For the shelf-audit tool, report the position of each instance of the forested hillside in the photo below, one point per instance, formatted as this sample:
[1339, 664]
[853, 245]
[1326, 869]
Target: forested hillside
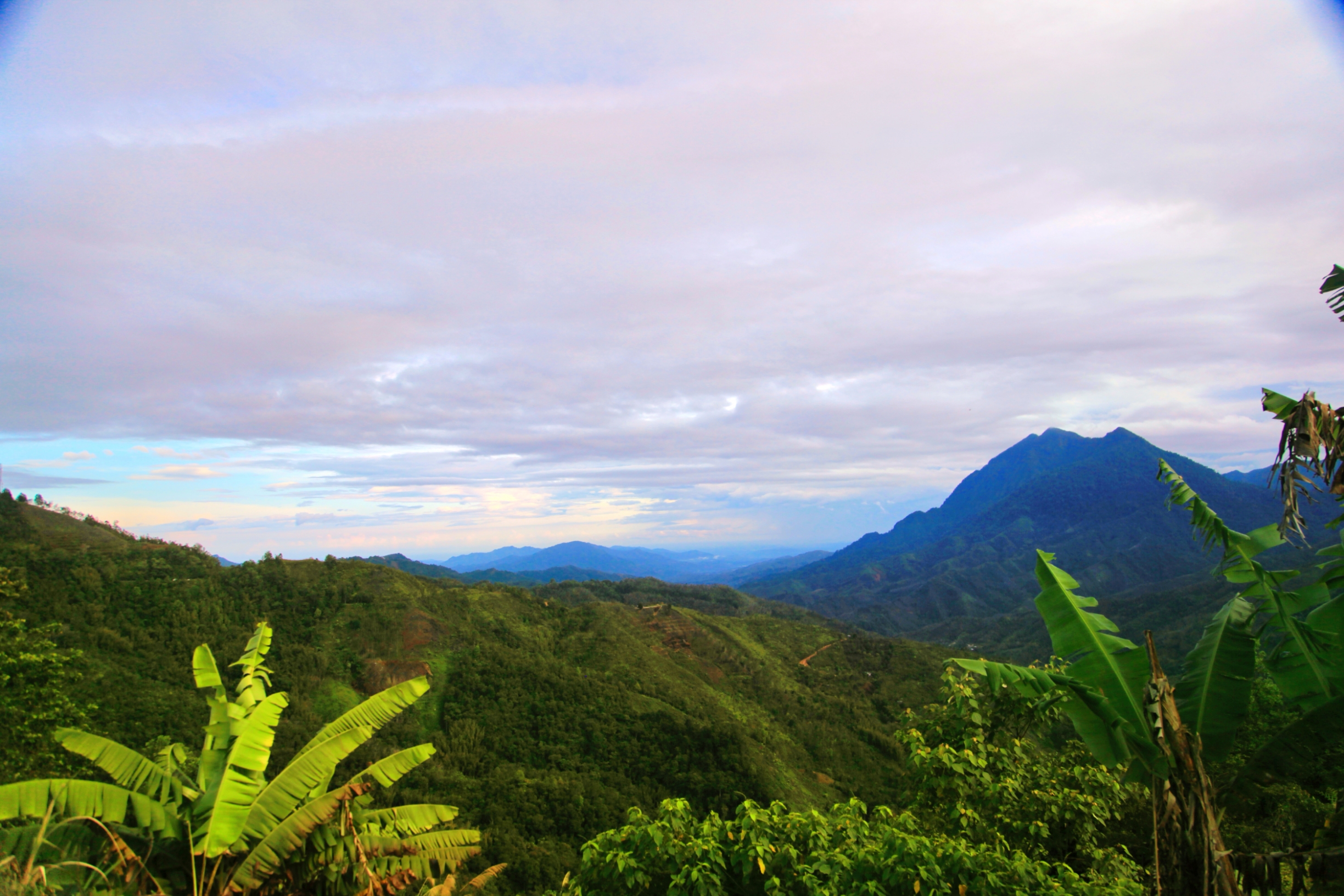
[1093, 503]
[553, 711]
|---|
REQUIRED WORK:
Reproduce every line above verbatim, leaving out the picture.

THE COMPLETED TASK:
For the shelf-audit tool, report the position of each instance of the forested hillside in the photo below, one point per instance, formatted as this sample:
[1339, 664]
[853, 245]
[1326, 869]
Target: forested hillside
[1093, 503]
[553, 711]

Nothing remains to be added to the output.